◆ SOURCE TEXT ◆
Facility Fees 101: What is all the Fuss About?

By Linda J. Blumberg and Christine H. Monahan

Policy makers are increasingly turning their attention toward the prices health care providers charge private insurers, employer health plans, and their enrollees, and for good reason: Analyses highlight that private insurers pay nearly 2.5 times Medicare rates for hospital care and 1.2 times Medicare rates for physician care at the median. There is also considerable evidence that the prices providers negotiate with private insurers are increasingly a function of local provider market concentration as opposed to the resources necessary for providing care.

One component of provider pricing growing in prominence is hospitals charging “facility fees” for care provided in outpatient and physician office settings that hospitals own or control. These fees are ostensibly overhead charges, but for the hospitals and health systems that own these practice settings; the fees are not necessarily intended to cover costs specific to the setting or the patient being charged. Facility fee charges are becoming more common as hospital systems have accelerated their purchase of ambulatory settings and practices, leading to higher overall costs for outpatient care. Consumers bear the brunt of this, as they face increased out-of-pocket costs as well as higher premiums from these extra charges. Consumer exposure to these fees, coupled with the fact that these fees often appear unrelated to the level of care received, is contributing to the growing public perception that provider prices are too high.

The federal government, through both congressional and executive action, has begun to tackle these issues in the Medicare program, and policy makers are currently considering proposals to do more. Equal attention must be given to the private sector, where provider prices remain unregulated and subject to the often limited negotiating power and interests of private insurers.

Background On Billing Practices

Typically, insurers and patients receive two separate types of bills for care provided in hospitals. One type—the professional bill—covers the care provided by physicians and other medical professionals (for example, nurse practitioners, physical therapists). The second type—the institutional bill—covers the additional costs of providing that care in the hospital (beyond professionals’ care). However, when professionals provide services outside of hospital, insurers typically require the professional to charge for both their time and for other practice expenses, such as rent and equipment, on the same bill. In that way, insurers could negotiate with physicians for a single combined price for the total episode of outpatient care.

This traditional separation of professional and hospital billing continues today, even in the increasingly common situations where physicians are employees of a hospital or health system. In addition to being split across two separate bills, the total price for care delivered in hospitals has always been higher than the price for the same care provided elsewhere. This reflects the general recognition that keeping hospitals staffed and maintained for emergency and high-intensity care necessarily incurs larger overhead expenditures that could be spread across all patients receiving inpatient care. This justification for overhead charges is more tenuous for outpatient care, however, particularly when the care provided is of low complexity and historically has been provided in a physician office most of the time.

Hospital Consolidation Is Driving Irrational Outpatient Facility Fee Charges

This payment imbalance, in which insurers pay more for the same care provided at a hospital than a physician office or independent outpatient department, has been exacerbated by and has contributed to the financial toll attributable to the explosion of hospital-system purchases of outpatient clinics and physician practices.

As hospitals and health systems have bought and built outpatient departments and physician practices (some on or near hospital campuses, some miles away from hospitals), more care is being provided in these locations, which demand higher prices than independent provider offices. And the prices of these system-owned outpatient facilities appear far from rational, with facility fee charges varying enormously across the country, providers, services, and payers. The size of these fees can range from $0 to thousands, without any relationship to the particular service being provided. Some patients have seen the price of the same type of office visit increase substantially from one year to the next following the purchase of their physician’s practice or varying considerably depending upon which of a physician’s offices they are seen.

◆ TASKS ◆
#1 Using the article on facility fees, say whether each statement below agrees with it, answering yes or no and quoting the words that decide it: (a) At the median, private insurers pay nearly 2.5 times Medicare rates for hospital care. (b) Facility fees can range from $0 to a few hundred dollars. (c) Provider prices in the private sector are regulated.
#2 From the article on facility fees, quote the passage starting with "The federal government, through" and going on through "of private insurers.".

◆ INFORMATION ◆

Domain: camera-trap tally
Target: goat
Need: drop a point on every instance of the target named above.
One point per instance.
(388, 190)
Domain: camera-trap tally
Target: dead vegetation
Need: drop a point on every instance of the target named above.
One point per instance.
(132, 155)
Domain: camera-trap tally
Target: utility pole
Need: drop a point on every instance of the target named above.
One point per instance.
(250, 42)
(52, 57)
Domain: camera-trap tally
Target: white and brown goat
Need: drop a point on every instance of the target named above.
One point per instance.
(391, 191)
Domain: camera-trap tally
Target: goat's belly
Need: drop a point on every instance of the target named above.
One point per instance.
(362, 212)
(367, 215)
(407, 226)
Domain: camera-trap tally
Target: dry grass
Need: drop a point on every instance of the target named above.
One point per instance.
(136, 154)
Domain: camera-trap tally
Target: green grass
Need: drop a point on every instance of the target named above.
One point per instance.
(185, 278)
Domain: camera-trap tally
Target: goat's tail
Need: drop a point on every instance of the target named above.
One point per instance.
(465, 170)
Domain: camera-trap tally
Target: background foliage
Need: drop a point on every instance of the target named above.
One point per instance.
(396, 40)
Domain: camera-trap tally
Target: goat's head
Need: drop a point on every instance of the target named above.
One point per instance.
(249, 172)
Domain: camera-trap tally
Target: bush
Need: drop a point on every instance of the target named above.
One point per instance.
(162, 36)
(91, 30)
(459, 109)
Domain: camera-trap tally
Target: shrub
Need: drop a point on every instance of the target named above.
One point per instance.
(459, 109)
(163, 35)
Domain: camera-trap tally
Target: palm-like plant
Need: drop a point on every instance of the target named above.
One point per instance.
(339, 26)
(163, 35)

--

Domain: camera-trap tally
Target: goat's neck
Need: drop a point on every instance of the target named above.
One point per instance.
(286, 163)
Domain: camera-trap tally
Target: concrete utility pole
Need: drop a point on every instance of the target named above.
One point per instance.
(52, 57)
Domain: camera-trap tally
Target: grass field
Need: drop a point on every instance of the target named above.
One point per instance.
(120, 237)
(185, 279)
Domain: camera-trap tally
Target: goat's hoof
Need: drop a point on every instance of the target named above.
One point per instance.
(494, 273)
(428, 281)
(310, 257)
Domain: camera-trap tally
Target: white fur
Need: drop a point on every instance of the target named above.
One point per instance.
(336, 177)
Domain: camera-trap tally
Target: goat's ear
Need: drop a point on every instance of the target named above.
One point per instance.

◆ RESULTS ◆
#1
(a) Yes: "private insurers pay nearly 2.5 times Medicare rates for hospital care"
(b) No: "The size of these fees can range from $0 to thousands"
(c) No: "the private sector, where provider prices remain unregulated"

#2
The federal government, through both congressional and executive action, has begun to tackle these issues in the Medicare program, and policy makers are currently considering proposals to do more. Equal attention must be given to the private sector, where provider prices remain unregulated and subject to the often limited negotiating power and interests of private insurers.